Avant le Covid, les ARS et les directions d’établissements parlaient de « mode dégradé » mais sans oser l’écrire. Depuis, elles semblent décomplexées, et de nombreuses communications officielles organisent désormais un fonctionnement d’hôpital ou de service en « mode dégradé ».

Le gouvernement et ses relais sur le terrain se servent du chaos qu’ils ont eux-mêmes créé, pour mettre en place des mesures, soi-disant correctives, qui vont encore aggraver la situation. C’est quoi un hôpital en mode dégradé ? Le fait que l’expression existe est déjà très grave ! On n’accepterait jamais de prendre un avion en mode dégradé. Pourquoi l’accepterait-on à l’hôpital ?

Le mode dégradé, cela signifie qu’on bricole, qu’on n’est pas ouvert tout le temps, et qu’on ne peut pas soigner tout le monde. Il ne faut pas se raconter des histoires !

C’est quand même l’Etat qui se retire et qui n’assure plus sa mission d’accès aux soins aux soins pour tous et partout !

 

Monsieur Braun, pour justifier cette désorganisation généralisée a expliqué récemment qu’il veut faire « du sur-mesure localement ». On ne peut pas faire du sur- mesure localement quand on n’arrive plus à faire venir des médecins à cause de la Loi Rist ou du fait du manque d’élèves formés. On ne peut pas faire du sur-mesure quand il y a une fuite énorme des personnels tellement les conditions de travail se sont dégradées. Le sur-mesure devient simplement : « mettons nous d’accord pour savoir à quelle heure ça ferme ».

 

Cela signifie que dans un service où tu dois faire la toilette des patients, tu la fais un jour sur deux, un jour sur 3, voire une fois par semaine.

Des patients dans un couloir, c’est un mode dégradé. Dans certains établissements, il y a tellement de brancards dans les couloirs, que ce sont les patients les moins malades qui surveillent les autres. Et quand un patient reste sur un brancard 24h00, surtout s’il est fragile, il y a ce qu’on appelle « une perte de chance ». Et à la fin, ce sont quand même des gens qui meurent !

Par contre, on peut être certain que si Monsieur Macron, Monsieur Braun, ou leur famille, arrivent aux urgences, et qu’on les met sur un brancard, ils ne resteront pas 24h00. Mais pour la grande majorité, le mode dégradé les percutera dans leur chair !

Et que fait ce gouvernement pour la jeunesse ?

• • • • • • •

TÂCHES À FAIRE ::
**A.** Pour chaque phrase, (i), (ii) et (iii), dites si elle est conforme au texte sur l'hôpital en mode dégradé, par oui ou non, en citant mot pour mot le passage qui tranche. (i) Avant le Covid, les ARS et les directions écrivaient ouvertement « mode dégradé ». (ii) Le texte rend la Loi Rist en partie responsable de la difficulté à faire venir des médecins. (iii) Dans certains établissements, les patients les moins malades surveillent les autres.
**B.** Poursuivez le texte sur l'hôpital en mode dégradé juste après sa dernière phrase, sur le même ton.
Les lignes qui suivent forment un document à part, sans rapport avec le texte.

EXTRAIT DE DONNÉES ::
• • • • • • •

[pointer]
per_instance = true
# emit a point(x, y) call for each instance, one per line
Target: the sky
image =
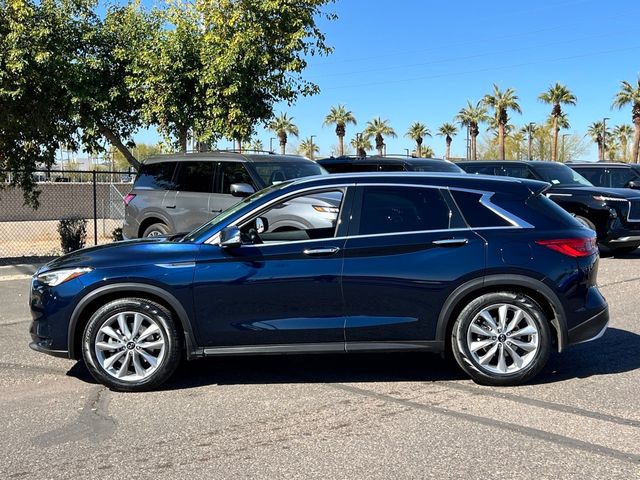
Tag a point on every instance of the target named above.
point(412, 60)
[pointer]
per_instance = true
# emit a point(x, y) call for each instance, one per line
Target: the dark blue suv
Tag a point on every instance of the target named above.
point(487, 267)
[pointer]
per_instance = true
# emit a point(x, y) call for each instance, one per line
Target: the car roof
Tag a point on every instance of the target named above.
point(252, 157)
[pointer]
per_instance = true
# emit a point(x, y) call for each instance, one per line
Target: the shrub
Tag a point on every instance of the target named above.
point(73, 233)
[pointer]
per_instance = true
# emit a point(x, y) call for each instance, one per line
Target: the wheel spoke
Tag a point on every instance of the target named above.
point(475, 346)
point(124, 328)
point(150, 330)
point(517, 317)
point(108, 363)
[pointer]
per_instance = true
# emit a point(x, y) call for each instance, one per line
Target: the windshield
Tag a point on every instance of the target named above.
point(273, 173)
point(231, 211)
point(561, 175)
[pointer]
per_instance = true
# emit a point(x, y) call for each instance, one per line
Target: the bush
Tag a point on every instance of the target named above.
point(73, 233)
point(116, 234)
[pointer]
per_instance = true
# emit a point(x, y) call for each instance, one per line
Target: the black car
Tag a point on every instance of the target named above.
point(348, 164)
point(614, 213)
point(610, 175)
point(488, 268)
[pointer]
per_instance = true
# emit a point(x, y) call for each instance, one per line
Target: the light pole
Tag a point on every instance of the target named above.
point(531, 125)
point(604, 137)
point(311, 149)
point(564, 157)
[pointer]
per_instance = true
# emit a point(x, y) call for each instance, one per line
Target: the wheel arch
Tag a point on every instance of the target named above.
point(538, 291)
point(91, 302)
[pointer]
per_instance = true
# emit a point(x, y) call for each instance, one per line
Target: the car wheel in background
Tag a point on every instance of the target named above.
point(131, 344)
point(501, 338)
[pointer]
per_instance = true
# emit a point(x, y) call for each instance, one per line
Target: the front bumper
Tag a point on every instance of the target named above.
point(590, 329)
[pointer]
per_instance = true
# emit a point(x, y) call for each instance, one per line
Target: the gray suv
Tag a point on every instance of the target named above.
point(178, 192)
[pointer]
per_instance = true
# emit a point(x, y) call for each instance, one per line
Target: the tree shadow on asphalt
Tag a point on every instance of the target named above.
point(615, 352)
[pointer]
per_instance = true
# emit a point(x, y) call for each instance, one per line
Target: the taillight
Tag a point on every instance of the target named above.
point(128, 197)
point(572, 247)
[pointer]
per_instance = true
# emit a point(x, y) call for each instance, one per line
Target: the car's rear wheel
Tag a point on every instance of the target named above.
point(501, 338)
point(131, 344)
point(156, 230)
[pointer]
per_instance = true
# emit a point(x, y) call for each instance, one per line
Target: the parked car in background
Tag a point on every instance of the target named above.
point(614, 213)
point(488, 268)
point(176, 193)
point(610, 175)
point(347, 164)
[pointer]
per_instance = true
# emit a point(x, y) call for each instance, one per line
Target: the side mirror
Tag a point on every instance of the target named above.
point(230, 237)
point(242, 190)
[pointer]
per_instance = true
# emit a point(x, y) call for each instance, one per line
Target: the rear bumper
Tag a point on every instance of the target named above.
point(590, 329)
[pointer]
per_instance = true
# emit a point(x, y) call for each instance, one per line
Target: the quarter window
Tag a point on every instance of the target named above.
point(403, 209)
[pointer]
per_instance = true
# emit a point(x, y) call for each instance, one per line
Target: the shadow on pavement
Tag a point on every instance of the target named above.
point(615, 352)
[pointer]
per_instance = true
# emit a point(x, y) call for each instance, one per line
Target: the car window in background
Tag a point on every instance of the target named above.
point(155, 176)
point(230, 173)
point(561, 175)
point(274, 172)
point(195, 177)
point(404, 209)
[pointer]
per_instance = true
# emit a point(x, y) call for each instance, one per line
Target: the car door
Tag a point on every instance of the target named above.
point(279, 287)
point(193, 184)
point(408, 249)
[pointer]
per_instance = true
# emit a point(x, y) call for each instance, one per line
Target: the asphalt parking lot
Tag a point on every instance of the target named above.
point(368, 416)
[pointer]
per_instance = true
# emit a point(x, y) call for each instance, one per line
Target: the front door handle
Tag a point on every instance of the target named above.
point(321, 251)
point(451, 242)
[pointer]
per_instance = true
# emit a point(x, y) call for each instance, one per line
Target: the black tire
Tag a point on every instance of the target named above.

• • • • • • •

RÉPONSES ÉCRITES ::
**A.**
(i) Non : « parlaient de « mode dégradé » mais sans oser l’écrire ».
(ii) Oui : « quand on n’arrive plus à faire venir des médecins à cause de la Loi Rist ».
(iii) Oui : « ce sont les patients les moins malades qui surveillent les autres ».

**B.**
Cette année scolaire, de nombreux élèves sont restés sans cours pendant plusieurs semaines par manque de prof dans les écoles. Une collègue nous disait que même à Paris, dans le 20ème, 20% des cours n’ont pas été assuré pour son enfant. Il y a des départements où il n’y a plus de service de pédopsychiatrie. Il y a des enfants de 10 ans qui essaient de se suicider, ils n’ont pas accès à des prises en charge adéquates.

C’est quand même scandaleux dans un contexte où il y a eu 413 milliards dégagés pour la guerre, et que cela n’a posé aucun problème !

L’anormalité ne doit pas devenir la norme !

Il ne faut surtout pas le banaliser et il ne faut surtout pas s’y habituer !

Organisons partout la résistance contre les véritables casseurs des services publics et pour gagner sur nos revendications !

Là, on fait un zoom sur les urgences car c’est un miroir grossissant de ce qui se passe à l’hôpital, mais ce mode dégradé va bien au-delà de la santé. On le retrouve dans tous les domaines de nos vies professionnelles et de nos vies privées.

Ceux qui détiennent le pouvoir nous l’impose, de manière beaucoup plus tranchées, de manière beaucoup plus brutale, et avec moins de possibilités de compromission. Et mêmes les parties politiques ou les syndicats qui étaient dans le compromis, dans l’accompagnement, ont de moins en moins l’écoute du pouvoir en place. Il y a une volonté beaucoup plus dure de capter les richesses, et de laisser la grande majorité de la population dans la misère, sans droits, et sans services publics.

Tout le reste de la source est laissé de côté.